■ **TASK INSTRUCTIONS**
Revise the passage starting at "You realize that" and ending at "instead of a wife.", putting "historian" in place of "scholar".

■ **PASSAGE**
You realize that many noblewomen in the book have been acting, in one way or another, against their duties — chafing, bristling, brooding. Again, Chapter 34 is not out of the blue; it is, in retrospect, inevitable. Earlier, Maia's Empress-to-be said that she preferred to be allowed to choose her duties. What a colossal misunderstanding of duties! We do not choose our duties. What we are imposes duties. Some things we can choose to be: a scholar; a wife. Some things we can not choose to be: a woman; a daughter. But in either case, the duties are never chosen. They simply must be fulfilled. And yes, sometimes a prior duty prevents us from choosing to be, say, a scholar instead of a wife.

The very worst feminist moment comes in the excuses made for Shevean. She is mother of the other surviving heir to the throne, Maia's younger nephew Idra. Shevean participated in a failed coup against Maia. And Idra says of her:
She is very fierce. [...] She would not be what she is if she ever had something given her that was a burden equal to her strength. One hears people say it all the time — 'she should have been a son to her father' — but it is true. If she had been a son, she would have had a duty that went beyond children.

Dataset entries
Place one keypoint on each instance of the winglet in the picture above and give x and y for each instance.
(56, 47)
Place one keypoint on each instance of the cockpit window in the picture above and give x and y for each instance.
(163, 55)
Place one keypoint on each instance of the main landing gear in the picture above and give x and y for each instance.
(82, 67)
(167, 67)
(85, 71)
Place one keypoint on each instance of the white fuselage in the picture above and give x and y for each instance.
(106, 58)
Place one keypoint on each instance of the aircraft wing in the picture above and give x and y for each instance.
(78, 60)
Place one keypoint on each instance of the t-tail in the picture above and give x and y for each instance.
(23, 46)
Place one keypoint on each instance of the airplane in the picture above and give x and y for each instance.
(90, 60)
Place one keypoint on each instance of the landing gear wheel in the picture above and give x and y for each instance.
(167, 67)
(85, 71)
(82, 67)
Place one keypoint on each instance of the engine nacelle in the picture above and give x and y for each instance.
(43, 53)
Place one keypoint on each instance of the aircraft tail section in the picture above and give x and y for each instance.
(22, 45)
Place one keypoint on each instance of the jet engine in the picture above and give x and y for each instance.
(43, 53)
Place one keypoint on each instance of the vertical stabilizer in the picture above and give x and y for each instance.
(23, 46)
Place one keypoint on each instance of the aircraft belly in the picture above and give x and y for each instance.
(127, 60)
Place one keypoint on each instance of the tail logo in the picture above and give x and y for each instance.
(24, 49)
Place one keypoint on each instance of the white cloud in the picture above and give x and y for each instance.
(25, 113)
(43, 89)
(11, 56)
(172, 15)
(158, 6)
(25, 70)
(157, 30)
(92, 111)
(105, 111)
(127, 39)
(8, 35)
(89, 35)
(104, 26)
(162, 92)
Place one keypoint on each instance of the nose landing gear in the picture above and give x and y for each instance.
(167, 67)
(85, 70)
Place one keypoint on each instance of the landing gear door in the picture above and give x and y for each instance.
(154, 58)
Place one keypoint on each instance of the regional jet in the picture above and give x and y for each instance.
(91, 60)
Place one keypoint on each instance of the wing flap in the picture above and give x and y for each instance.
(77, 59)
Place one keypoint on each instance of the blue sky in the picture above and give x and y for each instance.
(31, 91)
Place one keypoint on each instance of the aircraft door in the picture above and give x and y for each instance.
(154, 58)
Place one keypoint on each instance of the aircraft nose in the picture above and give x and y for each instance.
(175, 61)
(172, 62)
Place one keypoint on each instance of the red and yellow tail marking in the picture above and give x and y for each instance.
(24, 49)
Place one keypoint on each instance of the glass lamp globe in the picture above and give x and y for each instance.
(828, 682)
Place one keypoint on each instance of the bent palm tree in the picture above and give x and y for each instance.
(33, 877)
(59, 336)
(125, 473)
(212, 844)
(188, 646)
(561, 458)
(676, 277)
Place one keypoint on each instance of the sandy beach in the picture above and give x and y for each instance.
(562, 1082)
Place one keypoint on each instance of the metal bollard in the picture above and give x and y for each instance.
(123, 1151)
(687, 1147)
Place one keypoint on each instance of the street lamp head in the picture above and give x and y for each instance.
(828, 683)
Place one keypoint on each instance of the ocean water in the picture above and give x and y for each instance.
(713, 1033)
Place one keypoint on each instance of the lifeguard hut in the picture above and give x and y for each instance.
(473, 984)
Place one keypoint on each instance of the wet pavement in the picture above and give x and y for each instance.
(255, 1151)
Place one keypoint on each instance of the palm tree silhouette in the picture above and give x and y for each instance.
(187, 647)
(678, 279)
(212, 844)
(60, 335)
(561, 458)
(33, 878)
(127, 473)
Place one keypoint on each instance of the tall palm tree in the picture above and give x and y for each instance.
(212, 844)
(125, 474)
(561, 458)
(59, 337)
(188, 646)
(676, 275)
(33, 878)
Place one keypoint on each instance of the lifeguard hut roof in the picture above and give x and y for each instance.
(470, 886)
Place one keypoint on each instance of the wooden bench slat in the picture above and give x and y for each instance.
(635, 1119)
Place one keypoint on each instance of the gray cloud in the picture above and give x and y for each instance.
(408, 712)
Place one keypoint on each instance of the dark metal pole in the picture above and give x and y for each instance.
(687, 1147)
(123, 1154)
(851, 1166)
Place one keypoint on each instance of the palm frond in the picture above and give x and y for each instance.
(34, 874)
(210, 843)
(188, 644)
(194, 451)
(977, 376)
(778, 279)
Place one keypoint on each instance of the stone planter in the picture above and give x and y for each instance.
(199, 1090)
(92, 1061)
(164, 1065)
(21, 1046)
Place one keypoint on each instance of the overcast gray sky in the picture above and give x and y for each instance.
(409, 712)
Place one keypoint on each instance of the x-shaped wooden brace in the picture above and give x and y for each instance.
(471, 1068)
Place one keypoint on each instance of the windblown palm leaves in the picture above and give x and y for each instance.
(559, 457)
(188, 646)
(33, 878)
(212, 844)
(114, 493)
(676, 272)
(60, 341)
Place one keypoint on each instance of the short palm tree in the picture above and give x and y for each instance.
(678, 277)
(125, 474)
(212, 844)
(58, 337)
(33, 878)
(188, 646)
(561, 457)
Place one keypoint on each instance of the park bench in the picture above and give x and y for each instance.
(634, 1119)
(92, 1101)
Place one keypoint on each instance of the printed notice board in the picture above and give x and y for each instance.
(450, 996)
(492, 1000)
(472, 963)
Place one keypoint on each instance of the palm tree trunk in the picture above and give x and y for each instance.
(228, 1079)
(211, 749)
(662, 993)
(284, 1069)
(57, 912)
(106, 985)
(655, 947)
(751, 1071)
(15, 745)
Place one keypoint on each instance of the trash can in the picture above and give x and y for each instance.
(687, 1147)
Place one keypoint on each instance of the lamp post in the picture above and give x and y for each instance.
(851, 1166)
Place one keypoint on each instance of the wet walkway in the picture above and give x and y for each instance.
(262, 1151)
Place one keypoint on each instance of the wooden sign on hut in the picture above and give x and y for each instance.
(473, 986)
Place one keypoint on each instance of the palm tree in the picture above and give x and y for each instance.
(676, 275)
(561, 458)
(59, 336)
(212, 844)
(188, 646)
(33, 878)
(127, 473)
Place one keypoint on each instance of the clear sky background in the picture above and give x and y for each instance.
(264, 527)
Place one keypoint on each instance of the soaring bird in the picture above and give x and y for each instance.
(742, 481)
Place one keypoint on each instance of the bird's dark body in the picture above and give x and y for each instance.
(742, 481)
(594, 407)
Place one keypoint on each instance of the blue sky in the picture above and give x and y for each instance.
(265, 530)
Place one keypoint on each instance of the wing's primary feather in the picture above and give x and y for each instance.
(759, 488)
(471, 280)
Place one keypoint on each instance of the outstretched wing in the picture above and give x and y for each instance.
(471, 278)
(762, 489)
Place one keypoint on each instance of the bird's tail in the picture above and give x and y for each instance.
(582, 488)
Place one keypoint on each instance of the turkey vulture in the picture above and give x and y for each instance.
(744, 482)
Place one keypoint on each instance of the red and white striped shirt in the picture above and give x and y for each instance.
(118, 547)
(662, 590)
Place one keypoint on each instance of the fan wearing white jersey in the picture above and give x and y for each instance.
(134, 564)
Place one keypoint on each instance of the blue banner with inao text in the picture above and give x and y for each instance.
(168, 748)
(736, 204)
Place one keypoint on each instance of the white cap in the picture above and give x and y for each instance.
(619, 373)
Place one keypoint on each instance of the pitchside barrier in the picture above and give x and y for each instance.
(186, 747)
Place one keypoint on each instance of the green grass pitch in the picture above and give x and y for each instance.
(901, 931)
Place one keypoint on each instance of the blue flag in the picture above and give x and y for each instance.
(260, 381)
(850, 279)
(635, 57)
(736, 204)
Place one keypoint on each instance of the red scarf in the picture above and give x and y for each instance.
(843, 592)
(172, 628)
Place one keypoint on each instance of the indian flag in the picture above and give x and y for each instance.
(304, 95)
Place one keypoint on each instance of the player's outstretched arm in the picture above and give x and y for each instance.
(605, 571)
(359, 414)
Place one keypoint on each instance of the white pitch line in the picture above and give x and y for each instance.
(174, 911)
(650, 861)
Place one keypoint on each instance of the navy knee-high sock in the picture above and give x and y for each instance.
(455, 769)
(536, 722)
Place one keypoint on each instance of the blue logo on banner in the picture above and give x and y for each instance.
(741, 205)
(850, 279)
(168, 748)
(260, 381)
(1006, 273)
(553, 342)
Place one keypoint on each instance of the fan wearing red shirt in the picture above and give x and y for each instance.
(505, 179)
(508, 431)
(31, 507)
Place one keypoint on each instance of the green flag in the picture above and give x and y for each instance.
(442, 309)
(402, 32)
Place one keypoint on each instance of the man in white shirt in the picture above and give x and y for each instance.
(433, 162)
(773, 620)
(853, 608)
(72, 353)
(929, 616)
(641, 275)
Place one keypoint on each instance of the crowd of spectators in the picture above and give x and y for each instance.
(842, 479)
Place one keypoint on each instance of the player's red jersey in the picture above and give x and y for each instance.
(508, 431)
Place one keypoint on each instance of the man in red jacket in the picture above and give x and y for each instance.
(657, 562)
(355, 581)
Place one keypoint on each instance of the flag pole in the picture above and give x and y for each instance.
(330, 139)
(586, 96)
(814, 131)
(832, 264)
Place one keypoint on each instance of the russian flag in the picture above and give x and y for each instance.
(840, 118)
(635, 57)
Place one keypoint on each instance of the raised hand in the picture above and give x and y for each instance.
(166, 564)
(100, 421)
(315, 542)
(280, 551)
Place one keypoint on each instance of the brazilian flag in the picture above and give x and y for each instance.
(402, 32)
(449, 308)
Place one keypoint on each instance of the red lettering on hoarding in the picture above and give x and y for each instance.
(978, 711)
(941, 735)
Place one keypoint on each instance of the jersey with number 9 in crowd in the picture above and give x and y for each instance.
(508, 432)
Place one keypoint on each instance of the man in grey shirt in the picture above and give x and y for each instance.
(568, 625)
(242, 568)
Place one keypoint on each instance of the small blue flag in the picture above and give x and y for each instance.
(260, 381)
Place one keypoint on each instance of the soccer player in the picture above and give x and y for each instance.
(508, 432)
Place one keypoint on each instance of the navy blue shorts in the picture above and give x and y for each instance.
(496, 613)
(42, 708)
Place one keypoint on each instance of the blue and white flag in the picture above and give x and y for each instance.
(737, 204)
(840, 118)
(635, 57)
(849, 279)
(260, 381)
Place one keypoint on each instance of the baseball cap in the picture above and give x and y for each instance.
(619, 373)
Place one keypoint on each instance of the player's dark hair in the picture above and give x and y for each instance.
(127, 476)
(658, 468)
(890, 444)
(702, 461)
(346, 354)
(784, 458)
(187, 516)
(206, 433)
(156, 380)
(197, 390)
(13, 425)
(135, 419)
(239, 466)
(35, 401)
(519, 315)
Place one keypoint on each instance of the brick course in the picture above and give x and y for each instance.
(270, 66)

■ **FINAL RESULT**
You realize that many noblewomen in the book have been acting, in one way or another, against their duties — chafing, bristling, brooding. Again, Chapter 34 is not out of the blue; it is, in retrospect, inevitable. Earlier, Maia's Empress-to-be said that she preferred to be allowed to choose her duties. What a colossal misunderstanding of duties! We do not choose our duties. What we are imposes duties. Some things we can choose to be: a historian; a wife. Some things we can not choose to be: a woman; a daughter. But in either case, the duties are never chosen. They simply must be fulfilled. And yes, sometimes a prior duty prevents us from choosing to be, say, a historian instead of a wife.